To do:
Would you transcribe the entries below, beginning at the line with "request | locate each instance of the gray" and ending after the line with "request | locate each instance of the green table", exactly, with no picture and nothing more?

Records for this task:
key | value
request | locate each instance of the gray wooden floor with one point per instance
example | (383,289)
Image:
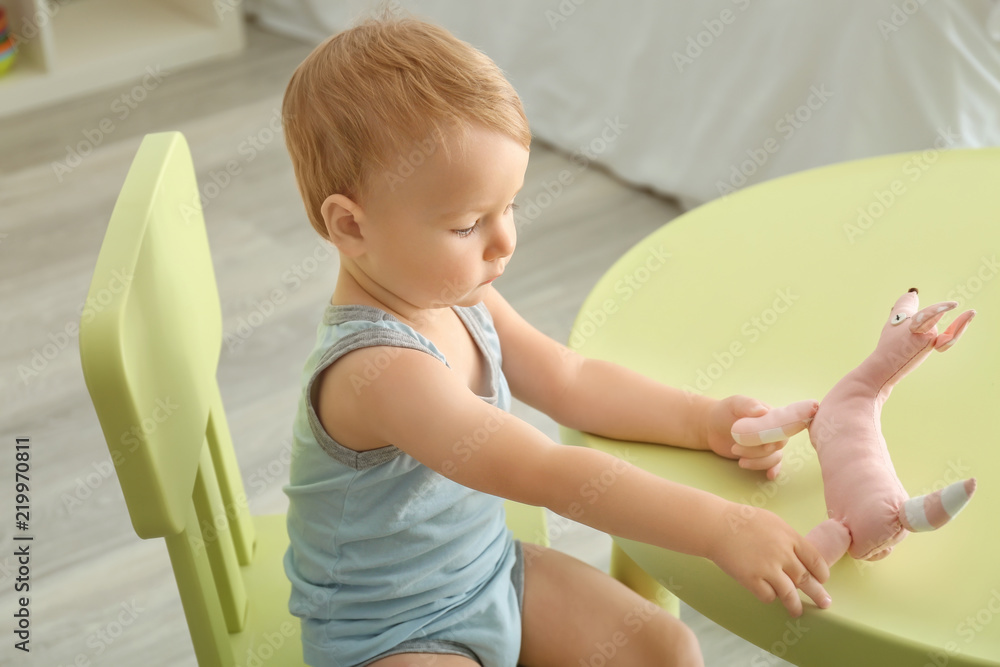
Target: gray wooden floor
(99,595)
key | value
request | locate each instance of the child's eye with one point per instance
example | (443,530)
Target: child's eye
(467,230)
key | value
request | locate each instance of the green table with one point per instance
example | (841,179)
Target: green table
(776,292)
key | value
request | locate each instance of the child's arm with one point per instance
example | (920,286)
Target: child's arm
(424,409)
(613,401)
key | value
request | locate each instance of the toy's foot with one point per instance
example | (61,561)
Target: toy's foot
(831,538)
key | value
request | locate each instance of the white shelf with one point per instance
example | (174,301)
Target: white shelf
(78,46)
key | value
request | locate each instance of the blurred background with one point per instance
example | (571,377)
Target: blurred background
(640,110)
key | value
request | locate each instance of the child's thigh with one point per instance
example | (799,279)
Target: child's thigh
(424,660)
(575,615)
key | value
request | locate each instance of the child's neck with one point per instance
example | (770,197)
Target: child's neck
(359,290)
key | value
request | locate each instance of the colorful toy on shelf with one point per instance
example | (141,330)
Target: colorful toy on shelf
(8,48)
(869,510)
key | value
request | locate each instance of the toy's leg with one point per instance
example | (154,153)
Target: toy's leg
(831,538)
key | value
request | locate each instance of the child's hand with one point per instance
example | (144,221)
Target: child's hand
(720,438)
(768,557)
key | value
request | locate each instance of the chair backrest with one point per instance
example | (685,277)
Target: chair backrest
(150,339)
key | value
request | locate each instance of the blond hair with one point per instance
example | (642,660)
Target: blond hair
(379,97)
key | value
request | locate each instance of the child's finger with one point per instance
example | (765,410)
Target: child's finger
(789,596)
(758,451)
(762,463)
(814,590)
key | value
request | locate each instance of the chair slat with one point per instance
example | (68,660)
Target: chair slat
(199,596)
(234,497)
(217,543)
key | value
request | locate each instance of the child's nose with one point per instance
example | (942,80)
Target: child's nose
(503,240)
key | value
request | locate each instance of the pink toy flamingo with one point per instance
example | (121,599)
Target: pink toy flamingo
(869,509)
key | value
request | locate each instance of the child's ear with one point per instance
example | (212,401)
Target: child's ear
(344,219)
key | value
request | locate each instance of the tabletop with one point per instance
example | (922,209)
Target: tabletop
(776,292)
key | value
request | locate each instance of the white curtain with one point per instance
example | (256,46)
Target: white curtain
(697,99)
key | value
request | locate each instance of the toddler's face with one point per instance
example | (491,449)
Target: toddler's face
(440,235)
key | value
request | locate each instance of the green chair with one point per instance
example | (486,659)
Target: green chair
(150,348)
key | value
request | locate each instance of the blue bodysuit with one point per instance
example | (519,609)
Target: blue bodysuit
(387,556)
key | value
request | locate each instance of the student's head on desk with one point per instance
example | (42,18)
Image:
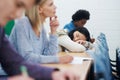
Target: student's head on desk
(11,9)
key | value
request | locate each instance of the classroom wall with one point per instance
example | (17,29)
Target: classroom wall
(105,17)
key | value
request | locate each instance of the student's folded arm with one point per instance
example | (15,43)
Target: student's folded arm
(24,47)
(72,46)
(50,44)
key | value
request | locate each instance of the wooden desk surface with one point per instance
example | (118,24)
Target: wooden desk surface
(81,69)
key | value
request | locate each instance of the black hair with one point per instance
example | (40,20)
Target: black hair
(37,1)
(80,14)
(82,30)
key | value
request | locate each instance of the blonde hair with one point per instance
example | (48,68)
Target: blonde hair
(34,15)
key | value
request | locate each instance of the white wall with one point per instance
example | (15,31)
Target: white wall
(105,17)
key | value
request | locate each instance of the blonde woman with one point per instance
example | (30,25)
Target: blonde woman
(29,36)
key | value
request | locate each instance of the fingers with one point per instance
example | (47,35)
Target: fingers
(53,18)
(66,59)
(71,75)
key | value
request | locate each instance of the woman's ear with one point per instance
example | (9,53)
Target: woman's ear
(40,10)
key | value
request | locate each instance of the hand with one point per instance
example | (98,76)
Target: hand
(20,77)
(81,42)
(65,59)
(54,24)
(92,40)
(65,75)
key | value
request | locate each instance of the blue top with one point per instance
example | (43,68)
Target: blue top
(11,62)
(31,47)
(70,26)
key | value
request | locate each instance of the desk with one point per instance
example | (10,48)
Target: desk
(85,70)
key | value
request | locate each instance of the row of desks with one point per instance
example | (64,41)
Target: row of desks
(85,70)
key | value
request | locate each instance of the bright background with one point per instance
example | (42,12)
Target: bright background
(105,17)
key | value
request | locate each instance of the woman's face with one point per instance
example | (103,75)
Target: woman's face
(78,36)
(80,23)
(11,9)
(48,9)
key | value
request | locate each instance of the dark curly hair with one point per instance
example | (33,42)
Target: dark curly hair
(37,1)
(80,14)
(82,30)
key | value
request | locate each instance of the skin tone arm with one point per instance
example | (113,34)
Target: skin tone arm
(20,77)
(65,59)
(65,75)
(53,24)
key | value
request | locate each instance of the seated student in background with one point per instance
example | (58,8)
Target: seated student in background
(81,36)
(29,36)
(78,40)
(79,19)
(9,58)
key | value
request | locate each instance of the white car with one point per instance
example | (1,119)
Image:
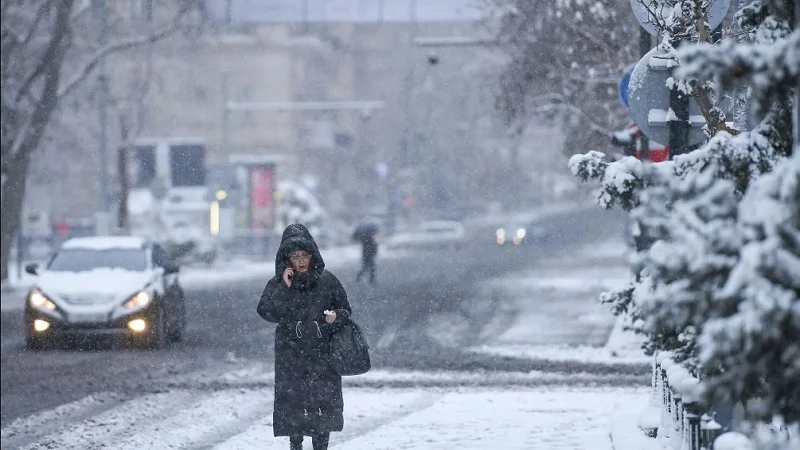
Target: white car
(109,285)
(431,234)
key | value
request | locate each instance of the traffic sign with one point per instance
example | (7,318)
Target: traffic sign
(649,102)
(653,14)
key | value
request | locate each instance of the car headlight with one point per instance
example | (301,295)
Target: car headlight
(140,300)
(38,300)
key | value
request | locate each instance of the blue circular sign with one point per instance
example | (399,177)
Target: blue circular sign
(623,86)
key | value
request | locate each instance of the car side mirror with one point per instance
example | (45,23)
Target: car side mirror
(32,269)
(171,267)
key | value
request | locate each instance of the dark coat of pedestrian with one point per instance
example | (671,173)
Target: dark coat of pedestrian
(366,235)
(308,303)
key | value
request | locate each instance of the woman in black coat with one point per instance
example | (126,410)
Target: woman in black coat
(308,303)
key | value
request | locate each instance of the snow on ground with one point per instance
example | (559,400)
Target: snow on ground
(421,418)
(554,309)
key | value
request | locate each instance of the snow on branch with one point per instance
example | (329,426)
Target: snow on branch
(620,181)
(768,67)
(762,302)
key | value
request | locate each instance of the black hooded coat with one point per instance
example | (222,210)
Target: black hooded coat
(308,392)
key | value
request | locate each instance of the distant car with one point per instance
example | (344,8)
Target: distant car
(430,234)
(110,285)
(518,235)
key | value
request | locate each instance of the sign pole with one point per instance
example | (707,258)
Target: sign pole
(645,44)
(678,117)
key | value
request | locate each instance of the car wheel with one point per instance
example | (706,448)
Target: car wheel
(176,333)
(34,342)
(156,336)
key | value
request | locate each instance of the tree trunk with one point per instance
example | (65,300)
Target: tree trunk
(13,196)
(13,190)
(122,173)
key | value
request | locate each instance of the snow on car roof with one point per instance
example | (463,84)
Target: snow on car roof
(105,242)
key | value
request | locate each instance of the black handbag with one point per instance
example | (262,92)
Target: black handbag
(349,350)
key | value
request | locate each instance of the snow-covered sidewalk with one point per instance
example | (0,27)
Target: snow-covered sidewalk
(552,312)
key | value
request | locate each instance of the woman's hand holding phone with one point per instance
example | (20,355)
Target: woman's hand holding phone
(288,273)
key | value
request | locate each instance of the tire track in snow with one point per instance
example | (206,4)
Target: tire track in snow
(104,430)
(216,417)
(27,430)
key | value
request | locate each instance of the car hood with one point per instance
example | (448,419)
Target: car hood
(109,283)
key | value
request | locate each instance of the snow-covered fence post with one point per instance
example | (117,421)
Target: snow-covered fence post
(692,438)
(675,374)
(689,389)
(648,420)
(709,430)
(665,427)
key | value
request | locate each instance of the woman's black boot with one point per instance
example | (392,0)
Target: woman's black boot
(320,441)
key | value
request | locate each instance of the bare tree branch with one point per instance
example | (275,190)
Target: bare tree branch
(104,52)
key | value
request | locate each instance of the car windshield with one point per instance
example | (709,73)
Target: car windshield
(83,259)
(439,228)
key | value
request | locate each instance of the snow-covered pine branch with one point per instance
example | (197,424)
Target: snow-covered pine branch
(769,68)
(753,329)
(620,180)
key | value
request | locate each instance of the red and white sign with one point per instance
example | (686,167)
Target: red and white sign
(261,201)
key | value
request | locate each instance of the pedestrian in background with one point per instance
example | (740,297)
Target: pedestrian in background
(366,235)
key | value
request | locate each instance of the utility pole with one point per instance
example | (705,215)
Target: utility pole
(796,115)
(225,113)
(100,10)
(408,85)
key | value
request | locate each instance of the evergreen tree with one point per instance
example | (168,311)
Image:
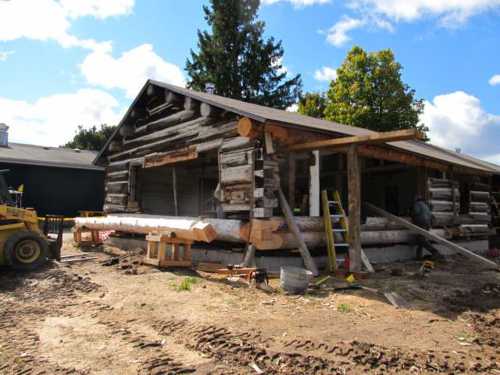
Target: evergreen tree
(312,104)
(236,58)
(369,92)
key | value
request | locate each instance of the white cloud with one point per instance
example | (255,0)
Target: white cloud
(449,11)
(325,74)
(337,34)
(495,80)
(5,54)
(493,159)
(296,3)
(51,20)
(130,71)
(53,120)
(97,8)
(458,120)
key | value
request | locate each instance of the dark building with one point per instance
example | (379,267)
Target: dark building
(55,180)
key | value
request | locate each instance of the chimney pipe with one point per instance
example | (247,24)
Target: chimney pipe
(4,135)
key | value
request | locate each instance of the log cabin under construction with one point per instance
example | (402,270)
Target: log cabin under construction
(183,153)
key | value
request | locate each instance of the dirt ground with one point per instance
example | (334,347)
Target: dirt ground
(87,318)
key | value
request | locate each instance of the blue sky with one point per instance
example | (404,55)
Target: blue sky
(65,63)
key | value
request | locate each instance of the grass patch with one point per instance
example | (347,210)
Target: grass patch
(185,285)
(344,308)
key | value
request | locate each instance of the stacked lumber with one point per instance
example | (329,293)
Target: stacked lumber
(479,203)
(444,201)
(274,234)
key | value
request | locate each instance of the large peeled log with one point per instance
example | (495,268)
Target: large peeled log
(184,228)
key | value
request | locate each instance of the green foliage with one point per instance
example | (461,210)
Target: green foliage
(92,138)
(236,58)
(370,93)
(312,104)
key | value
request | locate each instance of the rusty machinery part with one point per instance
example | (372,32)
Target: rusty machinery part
(26,250)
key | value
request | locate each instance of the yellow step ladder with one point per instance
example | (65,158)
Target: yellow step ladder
(335,221)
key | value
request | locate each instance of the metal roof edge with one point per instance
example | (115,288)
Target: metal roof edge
(52,164)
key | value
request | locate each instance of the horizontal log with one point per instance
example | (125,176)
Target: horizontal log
(239,174)
(236,143)
(441,183)
(166,132)
(479,196)
(187,229)
(207,110)
(440,206)
(165,158)
(164,122)
(112,208)
(379,137)
(479,206)
(120,199)
(225,230)
(444,193)
(127,130)
(119,175)
(286,240)
(188,136)
(116,187)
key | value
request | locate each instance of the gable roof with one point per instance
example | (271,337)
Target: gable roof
(293,119)
(19,153)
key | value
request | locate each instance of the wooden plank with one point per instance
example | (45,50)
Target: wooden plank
(432,236)
(366,262)
(304,251)
(381,137)
(354,193)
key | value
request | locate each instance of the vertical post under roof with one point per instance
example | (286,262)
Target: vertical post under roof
(314,186)
(354,191)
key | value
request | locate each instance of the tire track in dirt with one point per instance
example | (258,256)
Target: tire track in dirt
(24,302)
(308,357)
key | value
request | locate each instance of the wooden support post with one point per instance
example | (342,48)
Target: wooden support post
(304,251)
(174,188)
(314,186)
(354,191)
(292,168)
(432,236)
(339,183)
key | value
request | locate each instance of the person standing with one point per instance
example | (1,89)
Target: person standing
(422,216)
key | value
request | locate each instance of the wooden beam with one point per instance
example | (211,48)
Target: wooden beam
(292,176)
(392,136)
(174,191)
(354,192)
(390,154)
(279,132)
(304,251)
(164,158)
(432,236)
(314,185)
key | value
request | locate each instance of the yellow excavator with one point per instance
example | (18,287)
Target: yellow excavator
(24,246)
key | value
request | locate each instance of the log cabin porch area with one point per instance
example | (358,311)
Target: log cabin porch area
(205,160)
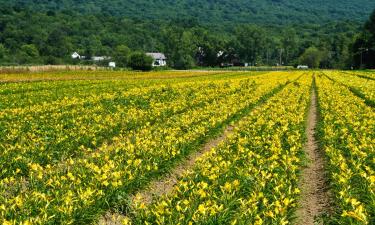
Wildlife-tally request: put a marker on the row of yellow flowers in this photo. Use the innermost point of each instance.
(363, 86)
(249, 179)
(347, 136)
(46, 133)
(88, 181)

Solution for this problem:
request | locate each instance of the gray wooden floor with one point per instance
example | (383,289)
Image:
Target: gray wooden floor
(99,595)
key | value
request | locate each instance of the child's eye with one point per instance
example | (443,530)
Target: child's eye
(467,230)
key | value
request | locate each instance of the green table with one point per instance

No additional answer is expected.